- **PROBLEM**
Take from the records below each line that holds "golf".

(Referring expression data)
_ _ _ _ _ _ _
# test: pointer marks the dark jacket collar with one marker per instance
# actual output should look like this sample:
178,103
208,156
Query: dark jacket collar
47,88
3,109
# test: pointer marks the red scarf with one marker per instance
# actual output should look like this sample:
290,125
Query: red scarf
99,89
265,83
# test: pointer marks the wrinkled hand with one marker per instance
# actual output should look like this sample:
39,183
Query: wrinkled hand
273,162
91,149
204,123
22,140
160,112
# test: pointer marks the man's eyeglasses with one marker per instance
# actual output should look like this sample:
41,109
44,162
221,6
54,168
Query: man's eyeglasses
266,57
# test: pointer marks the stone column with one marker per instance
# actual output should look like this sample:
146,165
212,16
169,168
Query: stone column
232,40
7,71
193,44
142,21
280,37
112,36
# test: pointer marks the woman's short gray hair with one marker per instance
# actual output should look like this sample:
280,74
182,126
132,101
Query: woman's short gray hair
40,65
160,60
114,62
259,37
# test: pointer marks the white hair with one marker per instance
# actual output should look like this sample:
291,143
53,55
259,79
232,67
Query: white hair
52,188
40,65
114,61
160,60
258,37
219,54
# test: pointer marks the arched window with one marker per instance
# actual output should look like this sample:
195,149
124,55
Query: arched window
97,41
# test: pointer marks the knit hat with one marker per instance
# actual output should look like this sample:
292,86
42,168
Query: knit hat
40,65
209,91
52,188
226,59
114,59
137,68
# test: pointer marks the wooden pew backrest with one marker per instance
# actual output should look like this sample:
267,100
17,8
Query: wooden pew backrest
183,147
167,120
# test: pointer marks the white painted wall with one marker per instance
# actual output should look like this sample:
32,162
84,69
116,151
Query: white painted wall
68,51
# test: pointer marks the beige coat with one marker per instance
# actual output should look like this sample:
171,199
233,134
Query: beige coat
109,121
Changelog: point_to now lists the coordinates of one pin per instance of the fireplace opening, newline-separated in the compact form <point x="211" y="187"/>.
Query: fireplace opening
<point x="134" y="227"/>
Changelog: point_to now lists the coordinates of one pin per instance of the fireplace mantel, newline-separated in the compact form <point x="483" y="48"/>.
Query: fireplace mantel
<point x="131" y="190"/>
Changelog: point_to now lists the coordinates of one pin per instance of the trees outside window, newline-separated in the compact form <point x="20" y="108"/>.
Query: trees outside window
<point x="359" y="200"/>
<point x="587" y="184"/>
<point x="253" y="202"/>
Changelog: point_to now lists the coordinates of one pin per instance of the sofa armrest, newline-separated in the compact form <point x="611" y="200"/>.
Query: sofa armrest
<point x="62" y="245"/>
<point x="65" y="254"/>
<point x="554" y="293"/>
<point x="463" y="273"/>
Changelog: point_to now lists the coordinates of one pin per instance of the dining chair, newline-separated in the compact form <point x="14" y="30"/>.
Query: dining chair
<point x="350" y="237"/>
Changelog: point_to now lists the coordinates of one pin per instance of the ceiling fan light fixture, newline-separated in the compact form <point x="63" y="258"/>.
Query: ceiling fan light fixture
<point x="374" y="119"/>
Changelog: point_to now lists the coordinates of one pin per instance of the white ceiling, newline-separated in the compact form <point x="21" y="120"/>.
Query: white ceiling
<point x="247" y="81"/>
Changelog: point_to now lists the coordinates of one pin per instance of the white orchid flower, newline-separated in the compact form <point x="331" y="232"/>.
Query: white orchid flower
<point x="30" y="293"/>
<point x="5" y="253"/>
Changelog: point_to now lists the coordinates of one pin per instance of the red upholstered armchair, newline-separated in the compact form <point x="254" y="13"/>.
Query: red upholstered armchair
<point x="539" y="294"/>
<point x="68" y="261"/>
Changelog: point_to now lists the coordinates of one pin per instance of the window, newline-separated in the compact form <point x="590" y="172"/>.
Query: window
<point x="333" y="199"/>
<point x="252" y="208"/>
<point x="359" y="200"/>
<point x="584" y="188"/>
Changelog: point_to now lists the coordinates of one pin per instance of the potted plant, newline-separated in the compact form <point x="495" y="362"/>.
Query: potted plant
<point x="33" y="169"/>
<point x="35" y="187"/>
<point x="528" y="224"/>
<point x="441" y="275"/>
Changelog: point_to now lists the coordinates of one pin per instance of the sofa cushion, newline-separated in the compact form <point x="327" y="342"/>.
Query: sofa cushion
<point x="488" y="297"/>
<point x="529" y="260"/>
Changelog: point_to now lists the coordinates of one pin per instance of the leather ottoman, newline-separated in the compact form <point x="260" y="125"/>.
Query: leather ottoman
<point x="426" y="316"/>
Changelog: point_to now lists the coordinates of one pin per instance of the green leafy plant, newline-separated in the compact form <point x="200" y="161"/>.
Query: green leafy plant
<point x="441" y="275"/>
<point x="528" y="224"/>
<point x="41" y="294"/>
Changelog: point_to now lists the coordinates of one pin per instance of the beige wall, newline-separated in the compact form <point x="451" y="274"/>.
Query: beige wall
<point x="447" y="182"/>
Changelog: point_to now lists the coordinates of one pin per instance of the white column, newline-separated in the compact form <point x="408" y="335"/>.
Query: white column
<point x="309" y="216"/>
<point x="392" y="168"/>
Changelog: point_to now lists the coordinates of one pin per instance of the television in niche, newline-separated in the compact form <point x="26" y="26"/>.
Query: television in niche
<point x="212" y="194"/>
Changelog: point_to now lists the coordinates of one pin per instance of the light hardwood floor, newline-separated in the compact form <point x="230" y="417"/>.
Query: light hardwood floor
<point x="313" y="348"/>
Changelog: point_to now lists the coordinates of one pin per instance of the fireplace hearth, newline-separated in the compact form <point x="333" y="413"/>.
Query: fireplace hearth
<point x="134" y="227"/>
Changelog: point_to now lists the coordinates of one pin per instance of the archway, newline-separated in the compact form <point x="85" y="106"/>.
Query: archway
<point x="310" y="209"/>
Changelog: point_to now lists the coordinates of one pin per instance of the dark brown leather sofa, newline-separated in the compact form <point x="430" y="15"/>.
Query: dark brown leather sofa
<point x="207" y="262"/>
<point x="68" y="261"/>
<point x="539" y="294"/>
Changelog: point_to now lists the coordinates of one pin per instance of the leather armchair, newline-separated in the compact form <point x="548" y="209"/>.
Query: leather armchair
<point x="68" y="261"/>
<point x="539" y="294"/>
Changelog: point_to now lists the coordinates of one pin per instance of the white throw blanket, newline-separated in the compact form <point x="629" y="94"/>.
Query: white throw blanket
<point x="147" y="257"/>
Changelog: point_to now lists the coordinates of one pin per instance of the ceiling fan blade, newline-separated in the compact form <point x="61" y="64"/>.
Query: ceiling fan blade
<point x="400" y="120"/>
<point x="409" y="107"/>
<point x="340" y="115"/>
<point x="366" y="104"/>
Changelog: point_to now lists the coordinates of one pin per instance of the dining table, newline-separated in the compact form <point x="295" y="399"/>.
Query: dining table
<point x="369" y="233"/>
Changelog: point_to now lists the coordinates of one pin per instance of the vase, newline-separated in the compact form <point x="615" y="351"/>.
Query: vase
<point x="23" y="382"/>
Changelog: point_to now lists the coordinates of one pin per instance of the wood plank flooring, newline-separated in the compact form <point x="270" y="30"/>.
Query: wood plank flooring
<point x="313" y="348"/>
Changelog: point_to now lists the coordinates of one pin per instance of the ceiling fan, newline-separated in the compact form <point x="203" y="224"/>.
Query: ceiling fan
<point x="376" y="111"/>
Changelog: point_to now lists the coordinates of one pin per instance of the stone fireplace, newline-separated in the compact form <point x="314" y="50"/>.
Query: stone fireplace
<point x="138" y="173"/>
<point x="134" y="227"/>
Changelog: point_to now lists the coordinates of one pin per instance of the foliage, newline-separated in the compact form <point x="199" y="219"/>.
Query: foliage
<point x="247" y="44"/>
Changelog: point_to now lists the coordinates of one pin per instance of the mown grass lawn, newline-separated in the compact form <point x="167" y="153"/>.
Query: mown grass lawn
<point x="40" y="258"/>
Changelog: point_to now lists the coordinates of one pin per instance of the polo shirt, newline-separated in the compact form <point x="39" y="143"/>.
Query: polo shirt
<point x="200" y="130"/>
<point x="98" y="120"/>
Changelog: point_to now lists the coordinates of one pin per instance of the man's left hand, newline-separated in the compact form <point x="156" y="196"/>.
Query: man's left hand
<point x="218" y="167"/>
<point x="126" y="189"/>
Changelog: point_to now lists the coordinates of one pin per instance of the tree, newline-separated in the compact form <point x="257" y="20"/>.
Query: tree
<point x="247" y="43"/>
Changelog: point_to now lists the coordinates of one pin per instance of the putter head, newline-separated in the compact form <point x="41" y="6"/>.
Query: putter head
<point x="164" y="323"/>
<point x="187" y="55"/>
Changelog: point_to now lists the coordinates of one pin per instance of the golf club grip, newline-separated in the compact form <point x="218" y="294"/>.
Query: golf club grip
_ _ _ _ _ _ _
- **RESULT OF THE EXERCISE**
Changelog: point_to now lists the coordinates of one pin per instance of the golf club grip, newline-separated in the compact form <point x="218" y="294"/>.
Query: golf club grip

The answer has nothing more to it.